## TO BE DONE
Rename "teal" to "turquoise" in the material, starting at the line that has "the boat canopy" and stopping after the line that has "[(737, 685)]". Give back only those lines, with nothing else changed.

(Coordinate labeling data)
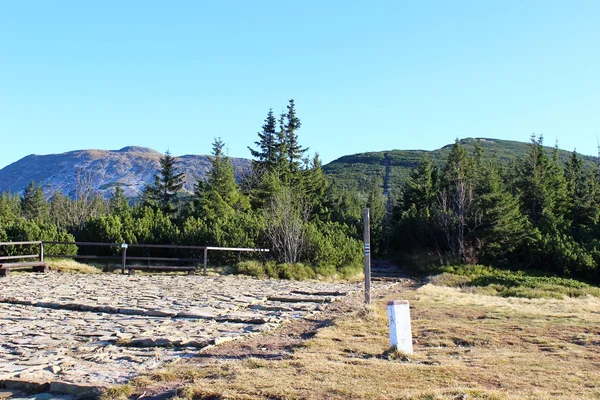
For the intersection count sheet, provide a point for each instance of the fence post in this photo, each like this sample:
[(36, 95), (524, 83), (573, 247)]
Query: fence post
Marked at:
[(367, 242), (123, 257)]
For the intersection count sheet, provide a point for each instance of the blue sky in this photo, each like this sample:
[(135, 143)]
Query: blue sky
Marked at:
[(366, 76)]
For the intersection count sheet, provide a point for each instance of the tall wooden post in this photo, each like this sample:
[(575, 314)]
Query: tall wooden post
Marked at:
[(367, 241), (123, 258)]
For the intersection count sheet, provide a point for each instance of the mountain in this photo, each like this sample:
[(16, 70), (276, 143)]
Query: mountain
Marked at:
[(359, 171), (134, 167), (131, 167)]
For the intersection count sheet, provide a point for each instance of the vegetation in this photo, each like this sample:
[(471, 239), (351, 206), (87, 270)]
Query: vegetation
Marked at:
[(286, 204), (498, 203), (486, 348), (505, 283), (537, 213)]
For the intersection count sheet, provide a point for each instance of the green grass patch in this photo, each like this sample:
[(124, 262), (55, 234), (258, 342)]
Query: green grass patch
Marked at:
[(506, 283), (296, 272)]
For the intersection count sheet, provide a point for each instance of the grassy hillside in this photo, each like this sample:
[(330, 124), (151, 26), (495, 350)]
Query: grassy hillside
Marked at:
[(364, 169)]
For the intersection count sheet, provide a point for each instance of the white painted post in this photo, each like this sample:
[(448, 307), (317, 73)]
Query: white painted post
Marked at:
[(400, 330)]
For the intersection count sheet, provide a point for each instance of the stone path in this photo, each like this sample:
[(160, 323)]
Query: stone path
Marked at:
[(105, 329)]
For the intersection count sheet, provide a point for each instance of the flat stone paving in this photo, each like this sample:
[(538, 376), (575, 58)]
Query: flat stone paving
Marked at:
[(106, 329)]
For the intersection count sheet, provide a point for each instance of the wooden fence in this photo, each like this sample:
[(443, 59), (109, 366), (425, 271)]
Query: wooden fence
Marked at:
[(123, 249)]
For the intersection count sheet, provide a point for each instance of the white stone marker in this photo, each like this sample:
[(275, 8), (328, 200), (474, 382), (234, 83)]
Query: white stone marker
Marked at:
[(400, 330)]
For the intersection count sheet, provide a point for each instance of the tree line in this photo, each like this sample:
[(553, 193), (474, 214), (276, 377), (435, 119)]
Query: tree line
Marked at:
[(285, 203), (535, 213)]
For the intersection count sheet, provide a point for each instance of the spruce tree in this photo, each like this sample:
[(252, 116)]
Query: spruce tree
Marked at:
[(456, 199), (118, 203), (421, 188), (315, 186), (163, 194), (265, 157), (219, 197), (294, 150)]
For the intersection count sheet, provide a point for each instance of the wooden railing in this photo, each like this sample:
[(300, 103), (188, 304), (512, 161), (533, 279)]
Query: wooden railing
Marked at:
[(39, 255), (124, 246)]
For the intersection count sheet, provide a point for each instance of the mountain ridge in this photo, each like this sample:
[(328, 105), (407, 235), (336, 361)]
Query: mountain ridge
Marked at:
[(133, 167)]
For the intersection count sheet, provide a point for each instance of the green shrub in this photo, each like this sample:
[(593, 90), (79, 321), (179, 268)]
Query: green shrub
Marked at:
[(250, 268)]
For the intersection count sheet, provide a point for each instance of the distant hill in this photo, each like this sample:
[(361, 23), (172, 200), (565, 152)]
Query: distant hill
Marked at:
[(359, 171), (134, 167), (131, 167)]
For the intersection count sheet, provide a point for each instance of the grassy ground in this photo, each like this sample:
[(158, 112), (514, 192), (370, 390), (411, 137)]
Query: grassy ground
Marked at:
[(467, 345), (529, 284), (71, 266)]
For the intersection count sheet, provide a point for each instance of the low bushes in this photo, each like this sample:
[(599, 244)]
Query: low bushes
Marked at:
[(506, 283)]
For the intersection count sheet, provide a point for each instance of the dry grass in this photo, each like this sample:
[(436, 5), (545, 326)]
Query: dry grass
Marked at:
[(71, 266), (466, 346)]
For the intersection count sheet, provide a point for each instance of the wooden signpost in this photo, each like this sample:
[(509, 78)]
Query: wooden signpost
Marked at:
[(367, 252)]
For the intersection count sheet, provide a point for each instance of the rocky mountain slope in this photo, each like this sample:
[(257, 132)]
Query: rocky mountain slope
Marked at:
[(131, 167), (134, 167)]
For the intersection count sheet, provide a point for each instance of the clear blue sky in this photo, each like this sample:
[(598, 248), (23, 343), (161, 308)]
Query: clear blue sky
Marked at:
[(366, 75)]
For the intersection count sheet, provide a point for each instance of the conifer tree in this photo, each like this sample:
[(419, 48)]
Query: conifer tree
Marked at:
[(456, 199), (33, 203), (421, 187), (219, 196), (315, 186), (265, 157), (294, 150), (118, 203), (163, 194)]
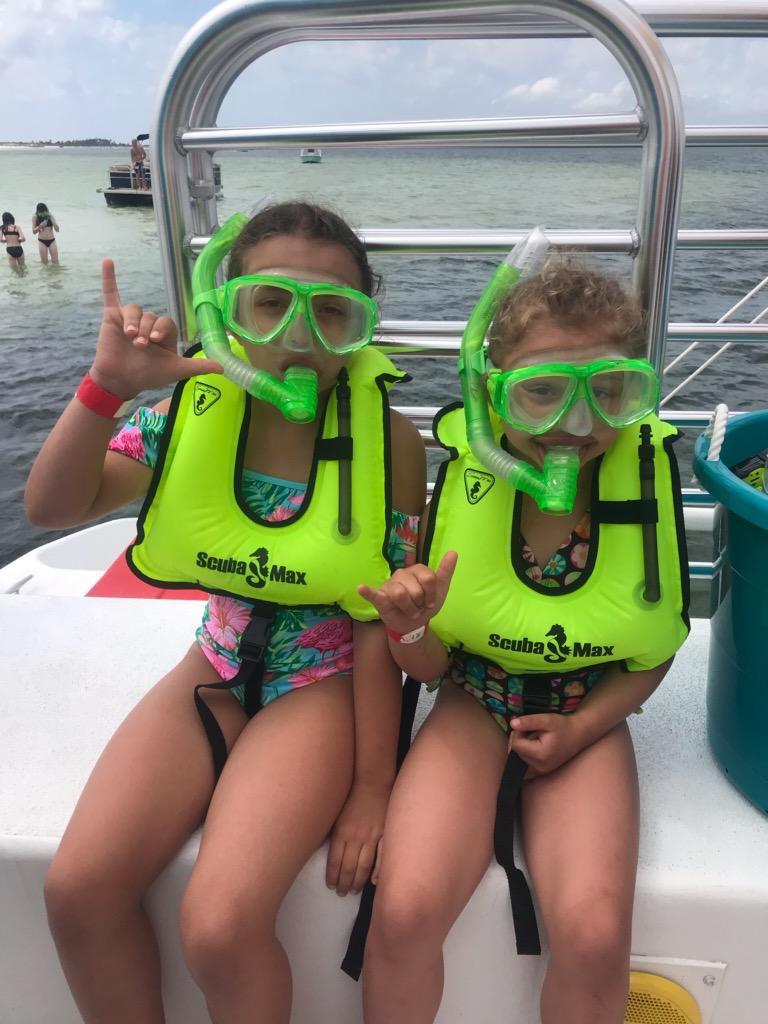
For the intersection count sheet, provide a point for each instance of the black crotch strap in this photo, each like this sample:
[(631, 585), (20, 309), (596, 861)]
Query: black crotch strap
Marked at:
[(523, 915), (352, 963), (251, 651)]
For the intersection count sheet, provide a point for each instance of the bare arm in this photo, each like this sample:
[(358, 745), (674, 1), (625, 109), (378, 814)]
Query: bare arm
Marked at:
[(548, 740), (377, 685), (74, 478), (614, 696)]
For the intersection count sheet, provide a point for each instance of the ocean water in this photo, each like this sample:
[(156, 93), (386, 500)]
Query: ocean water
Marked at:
[(50, 315)]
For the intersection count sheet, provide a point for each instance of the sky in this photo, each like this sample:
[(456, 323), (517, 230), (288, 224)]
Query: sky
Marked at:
[(76, 69)]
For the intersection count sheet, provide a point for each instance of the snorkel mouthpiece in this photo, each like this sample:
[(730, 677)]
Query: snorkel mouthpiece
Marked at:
[(554, 487), (296, 395)]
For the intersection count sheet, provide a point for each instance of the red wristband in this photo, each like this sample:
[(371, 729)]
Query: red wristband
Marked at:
[(412, 637), (99, 400)]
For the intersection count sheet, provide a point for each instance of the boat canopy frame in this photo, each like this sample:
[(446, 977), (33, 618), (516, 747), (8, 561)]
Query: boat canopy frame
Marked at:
[(222, 44)]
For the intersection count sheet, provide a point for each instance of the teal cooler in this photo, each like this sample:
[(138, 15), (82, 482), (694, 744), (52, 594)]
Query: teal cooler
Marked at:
[(737, 685)]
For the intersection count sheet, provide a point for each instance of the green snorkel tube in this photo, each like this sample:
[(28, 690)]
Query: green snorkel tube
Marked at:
[(554, 487), (296, 396)]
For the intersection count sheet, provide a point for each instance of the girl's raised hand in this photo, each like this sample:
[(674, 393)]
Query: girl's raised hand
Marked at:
[(136, 349), (412, 596)]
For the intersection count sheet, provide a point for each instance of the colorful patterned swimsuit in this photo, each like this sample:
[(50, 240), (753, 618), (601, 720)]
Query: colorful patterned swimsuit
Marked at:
[(306, 644), (505, 696)]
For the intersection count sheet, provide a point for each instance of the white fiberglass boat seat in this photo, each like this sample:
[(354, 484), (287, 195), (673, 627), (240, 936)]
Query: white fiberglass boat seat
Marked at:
[(701, 893)]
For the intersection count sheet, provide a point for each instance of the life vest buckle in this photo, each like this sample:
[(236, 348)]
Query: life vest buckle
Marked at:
[(255, 636)]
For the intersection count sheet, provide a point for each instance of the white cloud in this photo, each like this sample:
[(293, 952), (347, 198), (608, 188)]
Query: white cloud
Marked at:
[(542, 87), (606, 100), (102, 62)]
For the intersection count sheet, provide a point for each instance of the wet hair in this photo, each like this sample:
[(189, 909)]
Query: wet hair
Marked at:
[(305, 220), (569, 295)]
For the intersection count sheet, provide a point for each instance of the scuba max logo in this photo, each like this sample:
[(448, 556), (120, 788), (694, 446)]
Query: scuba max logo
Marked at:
[(205, 396), (257, 569), (554, 650), (477, 484)]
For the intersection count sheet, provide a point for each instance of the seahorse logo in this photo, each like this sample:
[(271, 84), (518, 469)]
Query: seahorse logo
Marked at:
[(205, 396), (558, 649), (477, 483), (259, 568)]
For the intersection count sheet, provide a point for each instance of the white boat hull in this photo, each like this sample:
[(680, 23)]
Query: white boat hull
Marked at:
[(701, 893)]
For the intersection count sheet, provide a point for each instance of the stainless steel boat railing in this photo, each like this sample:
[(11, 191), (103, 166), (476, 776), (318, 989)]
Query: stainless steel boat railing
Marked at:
[(230, 37)]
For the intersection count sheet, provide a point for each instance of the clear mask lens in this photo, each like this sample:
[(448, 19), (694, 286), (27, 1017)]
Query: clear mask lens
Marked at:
[(261, 311), (341, 322), (623, 395), (538, 400)]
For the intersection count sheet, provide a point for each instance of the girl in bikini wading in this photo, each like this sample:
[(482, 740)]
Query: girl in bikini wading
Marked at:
[(12, 237), (312, 761), (544, 634), (44, 224)]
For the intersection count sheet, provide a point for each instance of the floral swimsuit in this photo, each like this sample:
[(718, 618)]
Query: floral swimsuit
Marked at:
[(505, 696), (306, 644)]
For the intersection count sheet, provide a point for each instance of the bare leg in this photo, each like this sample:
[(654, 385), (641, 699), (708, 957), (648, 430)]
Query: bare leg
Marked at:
[(279, 796), (415, 908), (146, 795), (581, 836)]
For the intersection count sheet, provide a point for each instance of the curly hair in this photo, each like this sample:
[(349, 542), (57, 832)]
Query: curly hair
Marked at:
[(305, 220), (569, 295)]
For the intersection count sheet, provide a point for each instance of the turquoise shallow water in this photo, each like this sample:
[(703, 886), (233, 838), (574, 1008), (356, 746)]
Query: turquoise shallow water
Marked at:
[(50, 314)]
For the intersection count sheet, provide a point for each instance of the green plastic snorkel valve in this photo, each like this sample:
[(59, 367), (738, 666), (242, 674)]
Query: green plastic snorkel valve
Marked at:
[(296, 395), (554, 487)]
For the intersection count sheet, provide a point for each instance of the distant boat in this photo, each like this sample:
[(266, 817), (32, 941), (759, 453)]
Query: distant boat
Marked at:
[(124, 190)]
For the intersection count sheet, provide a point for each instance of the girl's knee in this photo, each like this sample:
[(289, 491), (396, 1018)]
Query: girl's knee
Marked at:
[(594, 938), (84, 900), (404, 922), (217, 933)]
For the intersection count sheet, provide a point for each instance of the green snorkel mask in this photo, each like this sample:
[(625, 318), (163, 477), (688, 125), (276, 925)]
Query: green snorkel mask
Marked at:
[(296, 395), (554, 487)]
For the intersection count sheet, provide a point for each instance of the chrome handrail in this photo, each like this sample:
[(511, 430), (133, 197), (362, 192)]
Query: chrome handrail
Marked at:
[(231, 36), (222, 44)]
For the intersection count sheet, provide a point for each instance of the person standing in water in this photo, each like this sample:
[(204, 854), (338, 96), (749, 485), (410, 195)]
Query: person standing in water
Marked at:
[(138, 156), (13, 237), (44, 224)]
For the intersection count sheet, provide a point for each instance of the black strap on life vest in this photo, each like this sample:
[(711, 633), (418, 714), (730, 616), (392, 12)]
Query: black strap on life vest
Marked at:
[(352, 963), (251, 653), (507, 803)]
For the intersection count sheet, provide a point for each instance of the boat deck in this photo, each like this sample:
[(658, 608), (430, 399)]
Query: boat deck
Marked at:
[(702, 885)]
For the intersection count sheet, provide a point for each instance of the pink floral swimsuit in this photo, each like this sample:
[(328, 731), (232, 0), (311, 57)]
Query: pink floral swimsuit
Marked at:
[(306, 644)]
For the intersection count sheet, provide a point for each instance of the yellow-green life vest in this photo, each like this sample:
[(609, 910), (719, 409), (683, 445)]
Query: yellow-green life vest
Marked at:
[(196, 530), (495, 610)]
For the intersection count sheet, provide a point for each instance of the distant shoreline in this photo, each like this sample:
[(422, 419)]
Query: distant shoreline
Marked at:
[(100, 143)]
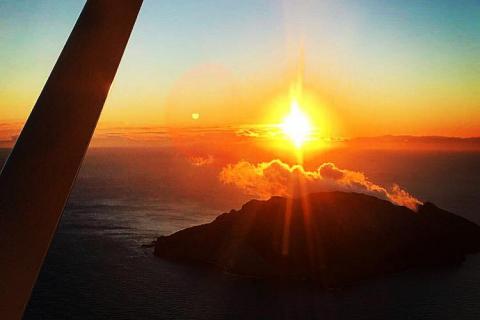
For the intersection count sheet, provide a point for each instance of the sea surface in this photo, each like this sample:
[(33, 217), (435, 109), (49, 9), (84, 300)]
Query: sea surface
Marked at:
[(97, 268)]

## COMPLETE ANSWER
For the intersection count sheet, provide a point for each instance of the boat canopy frame in this photo, each like this sample:
[(446, 977), (33, 618), (516, 747), (8, 561)]
Query: boat canopy frame
Marked at:
[(222, 44)]
For the intersection count sheet, provide a point for each instance of the turquoise cooler in this photo, each like this sample:
[(138, 15), (82, 482), (694, 744), (52, 594)]
Query: turquoise cooler
Marked at:
[(737, 685)]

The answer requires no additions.